*** Opening of DOCUMENT SEGMENT ***

Some farmers who have given up their land say that when they come back home for good around this age, they have no farm to tend and thus no income. Most are still excluded from national pension plans, putting pressure on relatives to provide.

The coming urbanization plan would aim to solve this by giving farmers a permanent stream of income from the land they lost. Besides a flat payout when they moved, they would receive a form of shares in their former land that would pay the equivalent of dividends over a period of decades to make sure they did not end up indigent.

This has been tried experimentally, with mixed results. Outside the city of Chengdu, some farmers said they received nothing when their land was taken to build a road, leading to daily confrontations with construction crews and the police since the beginning of this year.

But south of Chengdu in Shuangliu County, farmers who gave up their land for an experimental strawberry farm run by a county-owned company said they receive an annual payment equivalent to the price of 2,000 pounds of grain plus the chance to earn about $8 a day working on the new plantation.

*** Close of DOCUMENT SEGMENT ***
*** Opening of DATA EXCERPTS ***

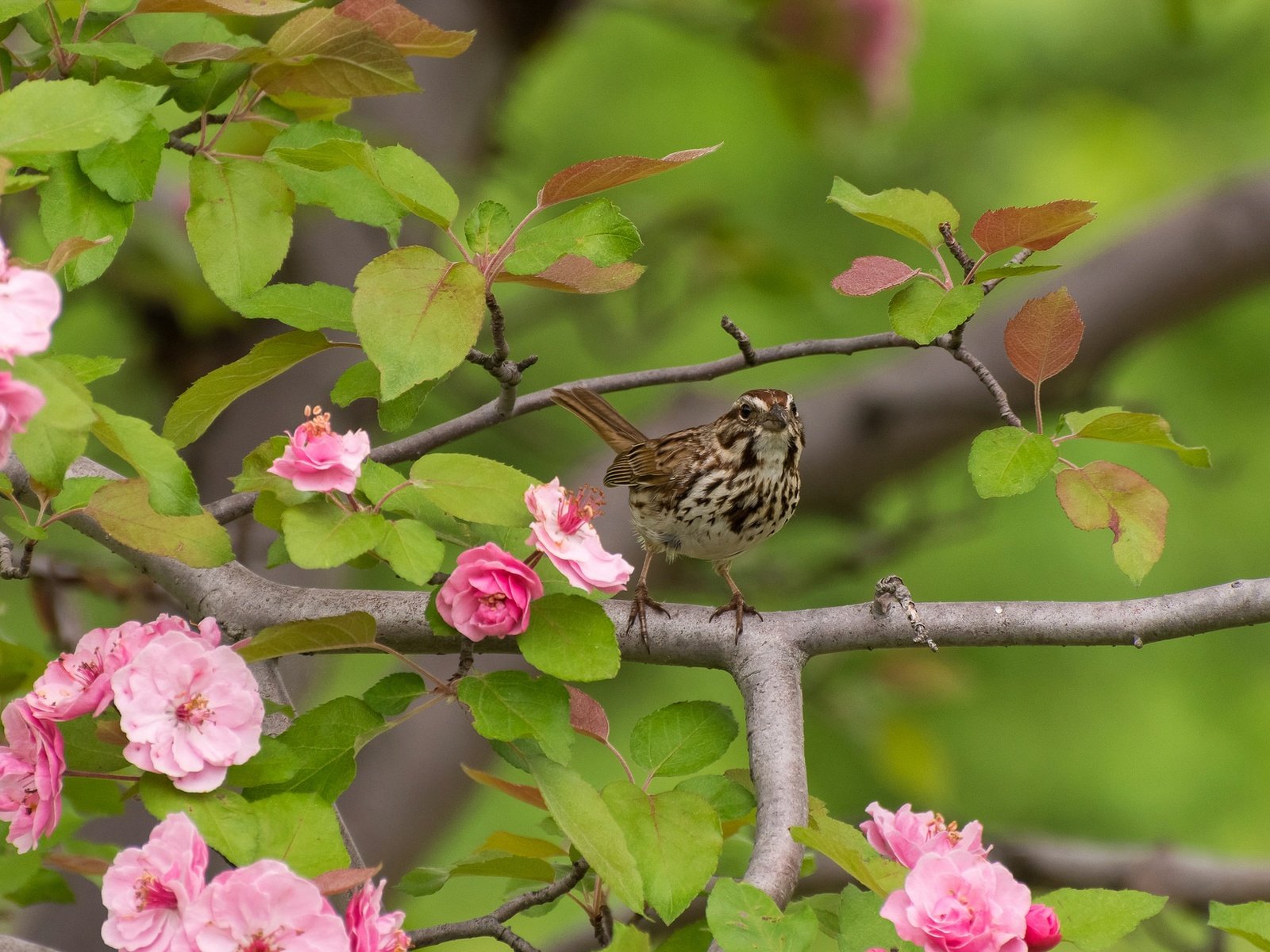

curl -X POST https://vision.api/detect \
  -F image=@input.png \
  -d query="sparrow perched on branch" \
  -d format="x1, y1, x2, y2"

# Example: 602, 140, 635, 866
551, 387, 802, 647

*** Close of DATA EXCERPTS ***
*** Opening of DATA EXCERPTS ***

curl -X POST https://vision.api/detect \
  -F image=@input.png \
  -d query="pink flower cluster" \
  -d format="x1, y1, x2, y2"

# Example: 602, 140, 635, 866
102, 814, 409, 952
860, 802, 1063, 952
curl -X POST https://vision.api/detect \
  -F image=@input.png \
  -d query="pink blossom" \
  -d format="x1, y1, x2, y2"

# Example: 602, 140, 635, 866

*** Close of DATA EXCERPTS ***
*** Opening of DATA EXCERPTS ***

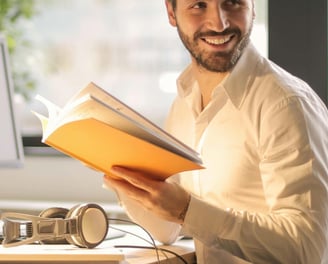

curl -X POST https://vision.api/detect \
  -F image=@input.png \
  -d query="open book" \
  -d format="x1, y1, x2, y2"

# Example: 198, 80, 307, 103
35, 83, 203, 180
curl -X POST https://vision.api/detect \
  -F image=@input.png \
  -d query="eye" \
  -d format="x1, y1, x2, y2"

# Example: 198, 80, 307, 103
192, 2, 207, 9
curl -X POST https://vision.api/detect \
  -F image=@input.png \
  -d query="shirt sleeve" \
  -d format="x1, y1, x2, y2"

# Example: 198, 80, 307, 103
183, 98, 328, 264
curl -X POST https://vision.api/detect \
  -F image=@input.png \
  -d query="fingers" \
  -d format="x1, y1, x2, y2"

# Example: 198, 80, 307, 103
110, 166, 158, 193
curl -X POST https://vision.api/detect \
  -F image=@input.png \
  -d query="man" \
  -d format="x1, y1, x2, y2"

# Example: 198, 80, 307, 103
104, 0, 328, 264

*** Close of DATA EXCERPTS ***

- **PARTS OF THE EXERCISE**:
1. Return the passage on farmers' land compensation from "The coming urbanization" to "the new plantation.", copying it word for word.
2. From the passage on farmers' land compensation, list every form of compensation that farmers either would receive under the urbanization plan or do receive in Shuangliu County for giving up their land.

- **EXPECTED RESULTS**:
1.
The coming urbanization plan would aim to solve this by giving farmers a permanent stream of income from the land they lost. Besides a flat payout when they moved, they would receive a form of shares in their former land that would pay the equivalent of dividends over a period of decades to make sure they did not end up indigent.

This has been tried experimentally, with mixed results. Outside the city of Chengdu, some farmers said they received nothing when their land was taken to build a road, leading to daily confrontations with construction crews and the police since the beginning of this year.

But south of Chengdu in Shuangliu County, farmers who gave up their land for an experimental strawberry farm run by a county-owned company said they receive an annual payment equivalent to the price of 2,000 pounds of grain plus the chance to earn about $8 a day working on the new plantation.

2.
- A flat payout when they move
- A form of shares in their former land that pays the equivalent of dividends over a period of decades
- An annual payment equivalent to the price of 2,000 pounds of grain
- The chance to earn about $8 a day working on the new plantation